GOALS
#1 List the Pac-12 schools in the pre-season AP poll named in the Pac-12 football preview, each with its ranking.
#2 Extend the Pac-12 football preview past its final sentence, following the same capsule format.

DOCUMENT EXCERPT
========================================================================
Pac-12 Saves Best for Last; Salary Absurdity; More Quotes of Note
One of the bitter ironies of the Pac-12 dissolution is that its upcoming, final season may be one of the best, if not the most competitive, in the league's history.
The pre-season AP poll has five Pac-12 schools in the rankings: USC 6, Washington 10, Utah 14, Oregon 15 and Oregon State 18.
Joel Klatt, for my money the best analyst in college football, has five Pac-12 teams in his pre-season top 15: Washington 6, USC 8, Utah 11, Oregon 13 and Oregon State 15. UCLA also made his list at No. 25.
There are a couple of common threads running through the ranked teams: top-flight transfer quarterbacks and questionable defenses.
Here's a capsule on each.
USC
The face of the Trojan program is last year's Heisman Trophy winner, quarterback Caleb Williams, the transfer from Oklahoma. He's a rare talent who could well repeat as Heisman winner. But the real story here is whether SC can improve defensively. The Trojans allowed 47 points to Utah in the Pac-12 championship game, when a win would've put them in the College Football Playoff, and 46 to Tulane in the Cotton Bowl. They've added a boatload of transfers on that side of the ball, including linemen Anthony Lucas (Texas A&M), Bear Alexander (Georgia) and Kyon Barrs (Arizona, and linebacker Mason Cobb (Oklahoma State).
========================================================================
GIVEN DATA
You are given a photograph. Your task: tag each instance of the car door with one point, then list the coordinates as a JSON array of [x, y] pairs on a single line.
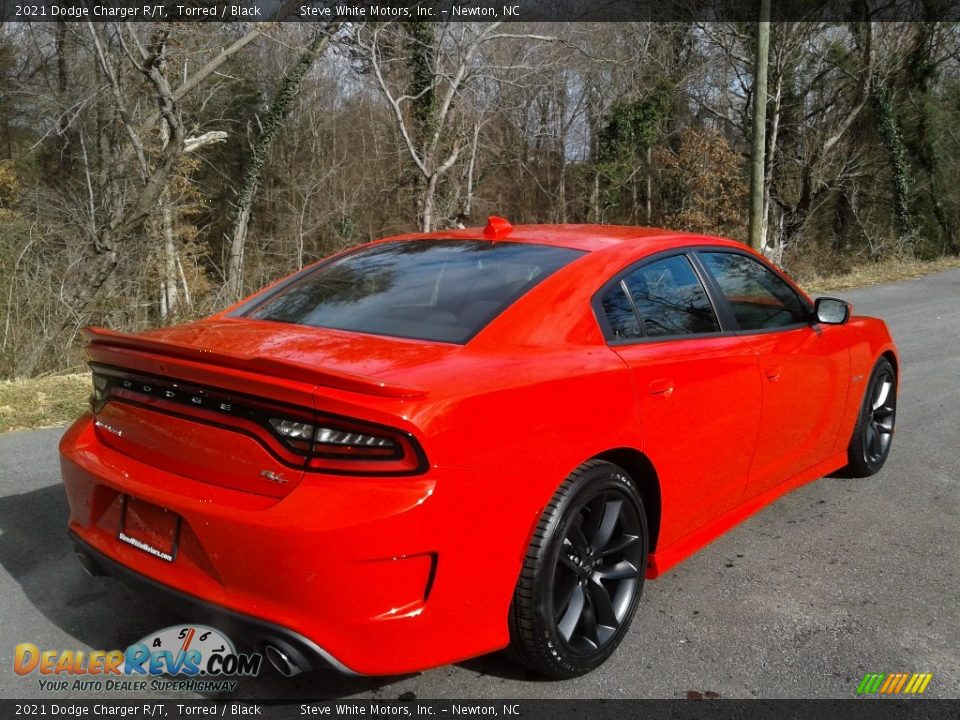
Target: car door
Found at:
[[803, 367], [697, 388]]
========================================================================
ANSWER SET
#1
USC, 6
Washington, 10
Utah, 14
Oregon, 15
Oregon State, 18

#2
Washington
The Huskies, my pick for the Pac-12 title, are led by superstar quarterback Michael Penix, Jr, the transfer from Indiana. Last season Penix threw for over 4600 yards and 31 touchdowns, with only 8 Interceptions. He has two of the best receivers in the country in Rome Odunze and Jalen McMillan. Coach Kalen DeBoer, a defensive-minded coach, is focused on improving that side of the ball, which faltered in losses to UCLA (40-32) and Arizona State (45-38) last year.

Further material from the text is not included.